▶ [Source material]
Segment Open

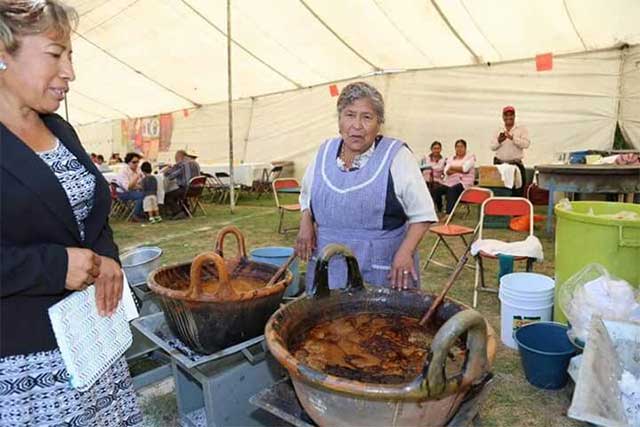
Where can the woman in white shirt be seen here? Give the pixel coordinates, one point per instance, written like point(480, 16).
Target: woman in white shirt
point(364, 191)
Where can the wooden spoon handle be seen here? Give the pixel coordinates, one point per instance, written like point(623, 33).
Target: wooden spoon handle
point(281, 270)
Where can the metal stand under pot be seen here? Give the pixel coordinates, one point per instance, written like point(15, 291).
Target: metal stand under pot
point(214, 390)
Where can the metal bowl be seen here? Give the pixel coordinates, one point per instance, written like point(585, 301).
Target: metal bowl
point(138, 263)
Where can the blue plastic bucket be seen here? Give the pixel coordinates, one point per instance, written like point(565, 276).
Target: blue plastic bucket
point(545, 351)
point(278, 255)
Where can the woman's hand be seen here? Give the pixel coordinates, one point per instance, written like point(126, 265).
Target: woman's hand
point(306, 241)
point(403, 272)
point(108, 287)
point(83, 267)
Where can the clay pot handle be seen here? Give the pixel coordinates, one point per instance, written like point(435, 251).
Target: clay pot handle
point(231, 229)
point(471, 322)
point(321, 277)
point(195, 287)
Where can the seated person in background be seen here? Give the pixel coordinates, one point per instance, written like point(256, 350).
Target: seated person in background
point(434, 175)
point(509, 143)
point(150, 190)
point(101, 165)
point(129, 181)
point(115, 159)
point(459, 175)
point(181, 173)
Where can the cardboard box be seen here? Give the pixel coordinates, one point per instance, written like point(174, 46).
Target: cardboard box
point(489, 176)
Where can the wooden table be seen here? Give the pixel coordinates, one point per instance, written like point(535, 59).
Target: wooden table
point(613, 179)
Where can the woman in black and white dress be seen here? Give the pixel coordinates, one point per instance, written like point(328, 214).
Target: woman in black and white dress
point(54, 207)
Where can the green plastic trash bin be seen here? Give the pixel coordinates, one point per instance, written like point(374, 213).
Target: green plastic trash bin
point(584, 236)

Segment Closed

▶ [Task statement] Retype the data word for word and keep the pictures out of it.

▶ [Result]
Where can the woman in white shirt be seen here? Give the pixel coordinates, one point per instance, written like point(480, 16).
Target: woman in white shirt
point(364, 191)
Where can the wooden spoon handle be seen here? Give the pixel coordinates, one point per instance, written like point(623, 33).
Target: wooden spoon handle
point(281, 270)
Where can the metal stand under pot be seen here? Give the pixel coordinates, one point per instance, written like point(15, 291).
Target: metal stand under pot
point(214, 390)
Where can the metal bowl be seen here? Give the pixel coordinates, one point per instance, written like point(585, 301).
Target: metal bowl
point(138, 263)
Where can the blue plastic bucket be seen here? Give the pixel coordinates, one point per instance, written like point(565, 276).
Target: blue plastic bucket
point(545, 351)
point(278, 255)
Where can the woman's hand be seen here? Give the pixel coordinates, one point per instance, written like point(126, 265).
Target: woman's hand
point(306, 241)
point(403, 272)
point(108, 287)
point(83, 267)
Where can the clay pot handle be seen here? Give the pixel coordinates, one point per instance, written like point(435, 251).
Target: clay pot handle
point(231, 229)
point(471, 322)
point(321, 277)
point(195, 287)
Where can the seated person in background be seen here? Give the pixel coordinates, one point per instance, written like point(256, 350).
Target: seated person in background
point(434, 175)
point(509, 143)
point(150, 190)
point(101, 165)
point(129, 181)
point(115, 159)
point(459, 175)
point(181, 173)
Where can the cardboard box be seen here? Give the pixel coordinates, one point per instance, written like point(174, 46).
Target: cardboard box
point(489, 176)
Where can the wooden table be seen here? Give the pixel coordinates, one point per instance, written like point(535, 59).
Target: wooden table
point(613, 179)
Where can the woman in black and white dress be seen here? Give the pixel coordinates, one point per instance, written like point(328, 214).
Target: woman in black and white dress
point(54, 207)
Where can the green plastic trash bin be seen here? Give the pixel coordinates, one point per instance, written like point(374, 213).
Target: green plastic trash bin
point(584, 236)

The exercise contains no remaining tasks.